**What the task requires**
Give the data again in full, with every character unchanged.
=======
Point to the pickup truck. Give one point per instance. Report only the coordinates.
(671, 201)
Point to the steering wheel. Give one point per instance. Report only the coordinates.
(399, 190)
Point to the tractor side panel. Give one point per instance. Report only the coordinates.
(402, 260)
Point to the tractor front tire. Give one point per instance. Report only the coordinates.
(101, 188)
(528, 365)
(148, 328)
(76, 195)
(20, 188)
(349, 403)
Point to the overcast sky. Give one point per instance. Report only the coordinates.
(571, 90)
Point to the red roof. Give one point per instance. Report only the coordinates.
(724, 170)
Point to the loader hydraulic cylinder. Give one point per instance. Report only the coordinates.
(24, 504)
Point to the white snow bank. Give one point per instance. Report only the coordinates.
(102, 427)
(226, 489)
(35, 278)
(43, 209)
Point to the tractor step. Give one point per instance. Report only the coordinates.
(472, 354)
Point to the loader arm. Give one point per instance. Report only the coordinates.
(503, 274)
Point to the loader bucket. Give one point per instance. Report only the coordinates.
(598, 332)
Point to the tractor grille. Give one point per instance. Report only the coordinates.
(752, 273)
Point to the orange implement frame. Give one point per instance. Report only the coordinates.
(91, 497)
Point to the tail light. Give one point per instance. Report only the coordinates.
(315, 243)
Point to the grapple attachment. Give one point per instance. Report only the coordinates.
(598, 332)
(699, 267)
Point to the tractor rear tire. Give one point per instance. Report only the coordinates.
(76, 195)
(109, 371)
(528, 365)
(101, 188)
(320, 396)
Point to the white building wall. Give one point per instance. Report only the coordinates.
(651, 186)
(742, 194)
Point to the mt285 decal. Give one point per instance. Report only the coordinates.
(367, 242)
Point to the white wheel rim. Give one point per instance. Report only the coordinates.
=======
**Completed exercise**
Point to the pickup truck. Give one point per instance. Report only the coordinates.
(671, 201)
Point to the steering wheel. Give one point per instance. Report only the coordinates.
(399, 190)
Point to the tractor side panel. Give one point per instance. Report only the coordinates.
(402, 260)
Point to the tractor front tire. Give one point per instance. Report only the coordinates.
(101, 188)
(528, 365)
(148, 328)
(76, 195)
(20, 188)
(349, 403)
Point to the overcast sky. Give one point per instance. Report only the coordinates.
(571, 90)
Point to the red roof. Give one point per instance. Report only the coordinates.
(724, 170)
Point to the loader hydraulic cylinder. Give one point per instance. Report only the coordinates.
(24, 504)
Point to the white snow bank. Give one point per instance. Report only the coordinates.
(102, 427)
(226, 489)
(35, 278)
(43, 209)
Point to the tractor step. Give one point per instance. Report only the coordinates.
(472, 354)
Point to the loader arm. Give one point per instance. Report only the coordinates.
(503, 274)
Point to the loader bucket. Give one point per instance. Report only the coordinates.
(598, 332)
Point to the tractor grille. Give one point per instance. Report only the coordinates.
(752, 273)
Point to the orange implement frame. Give one point per instance. Report only the coordinates.
(91, 497)
Point to the tail light. Give one point per instance. Report only the coordinates.
(315, 243)
Point to the grapple attachment. Give one point per instance. Report only the coordinates.
(598, 332)
(699, 267)
Point to the tractor rear tire. Give one point per instance. Report only the coordinates.
(76, 195)
(109, 371)
(528, 365)
(101, 188)
(320, 396)
Point to the white building wall. Give one point per instance. Report only the coordinates.
(651, 186)
(742, 194)
Point to the mt285 decal. Give one point per instance. Report only the coordinates.
(367, 242)
Point to the white wheel rim. Give one point per instance. Report only the coordinates.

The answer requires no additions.